## [Quoted text]
====

Involutions on a finite set

Suppose that R is the (assumed to be finite) set of solutions to a certain problem, and you’re interested in determining the parity of |R|. The following proof strategy works surprisingly often, namely in at least two different scenarios, and leads to very elegant proofs:

  • Embed R in a larger set S equipped with an involution f : S → S, such that R is precisely the set of fixed points of f;
  • Define a second involution g : S → S, such that the set T of fixed points of g is easily seen to have the correct parity (usually by having 0 or 1 elements).

Then we have |R| = |S| = |T| (mod 2).

We’ll discuss two examples of this proof technique.

Example I: Zagier’s one-sentence proof

To prove Fermat’s theorem that every prime of the form 4k + 1 is expressible as the sum of two squares, Zagier famously provided the following ‘one-sentence proof’ discussed here:

Here, g is the complicated piecewise involution defined above, and f is the involution which interchanges the second and third coordinates. The set R is the set of ways to write p = x^2 + 4y^2, and the set U is the singleton set containing the fixed point of the complicated involution g.

Observe that this proof is constructive: you can use these involutions f and g to construct a solution to the original problem! Specifically, if you start at the (unique) element of U and alternately apply f and g, the other end of the path is an element of R:

Christian Elsholtz similarly noticed this construction here albeit with the Greek letters α and β to refer to the two involutions.

At first, I though that this was a trick rather than a technique. In the words of Donald Knuth:

A trick is a clever idea that can be used once, while a technique is a mature trick that can be used at least twice.

====

## [Data excerpt]
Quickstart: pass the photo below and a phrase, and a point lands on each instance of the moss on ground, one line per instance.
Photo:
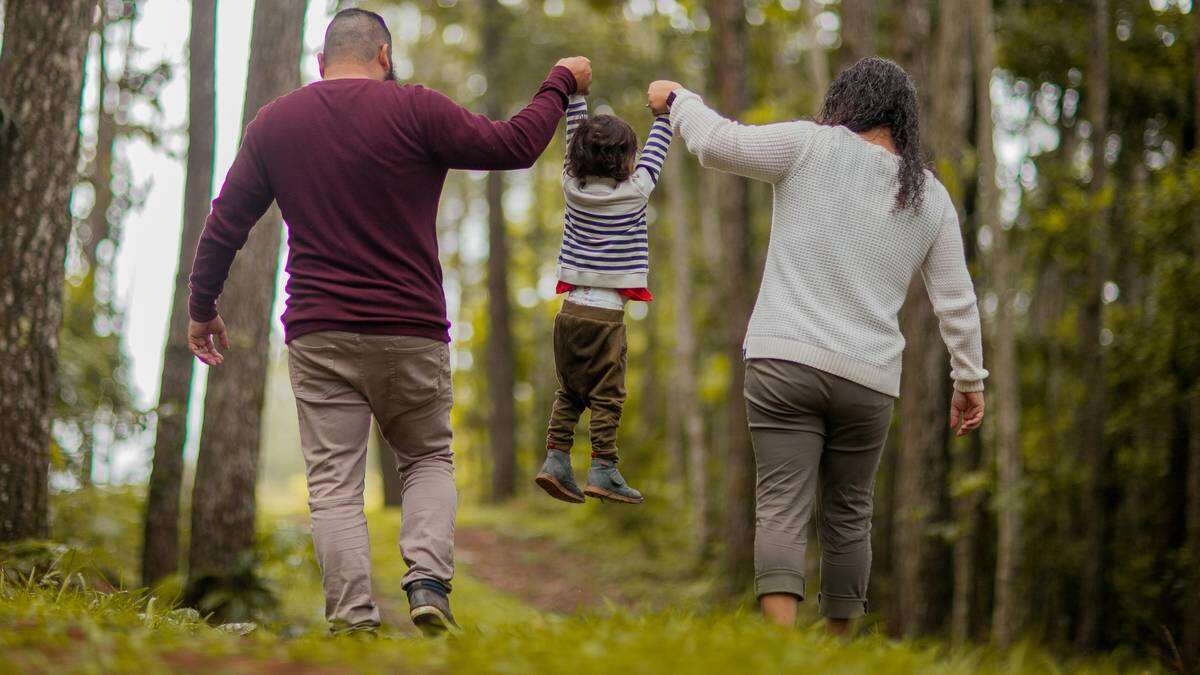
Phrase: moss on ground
(61, 621)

====

## [Exercises to complete]
1 - From the text on involutions on a finite set, extract the passage starting at "Christian Elsholtz similarly" and ending at "at least twice.".
2 - Answer these questions about the text on involutions on a finite set:
(a) Which theorem of Fermat does Zagier's one-sentence proof establish?
(b) Which Greek letters did Christian Elsholtz use for the two involutions?
(c) According to the quoted words of Donald Knuth, what is a technique?
3 - Proceed with the text on involutions on a finite set, continuing from where it stops.
The data is separate material from the text on involutions on a finite set.

## [Answers]
1 -
Christian Elsholtz similarly noticed this construction here albeit with the Greek letters α and β to refer to the two involutions.

At first, I though that this was a trick rather than a technique. In the words of Donald Knuth:

A trick is a clever idea that can be used once, while a technique is a mature trick that can be used at least twice.

2 -
(a) Every prime of the form 4k + 1 is expressible as the sum of two squares.
(b) α and β.
(c) A mature trick that can be used at least twice.

3 -
That was until recently when I saw the following.

Example II: Hamiltonian cycles on cubic graphs

The problem is to show that, given a 3-regular graph G with a distinguished edge x, that there exists an even number of Hamiltonian cycles passing through x. Using this proof approach, we let:

  • S be the set of proper 3-edge-colourings (with colours red, green, and blue) of the graph G such that x is assigned the colour blue;
  • g be the involution that swaps red and green;
  • f be the involution that swaps blue and green on every blue-green component other than the one containing the edge x.

The fixed points of f are those where the green and blue edges form a single (Hamiltonian) cycle. There are no fixed points of g, so U is the empty set. It follows, therefore, that |S| and |R| are also even.

Again, this proof is constructive: by alternately applying f and g, this gives you an explicit self-inverse way to transform any Hamiltonian cycle through x into a different Hamiltonian cycle through x:

This is a natural bijection, in that it doesn’t involve making any arbitrary choices such as labelling the vertices of G. Even better, it’s acceptable for constructivists since we can provide an explicit upper bound on the length of the path of alternating applications of f and g: it’s no longer than the size of S, which is in turn upper-bounded by 3^(3n/2); there are 3n/2 different edges, each of which is either red, green, or blue.

Anyway, does this technique have a name? If not, I’d propose ‘Zagiery’ after the discoverer of the first proof. And are there any other applications besides the two that we’ve looked at?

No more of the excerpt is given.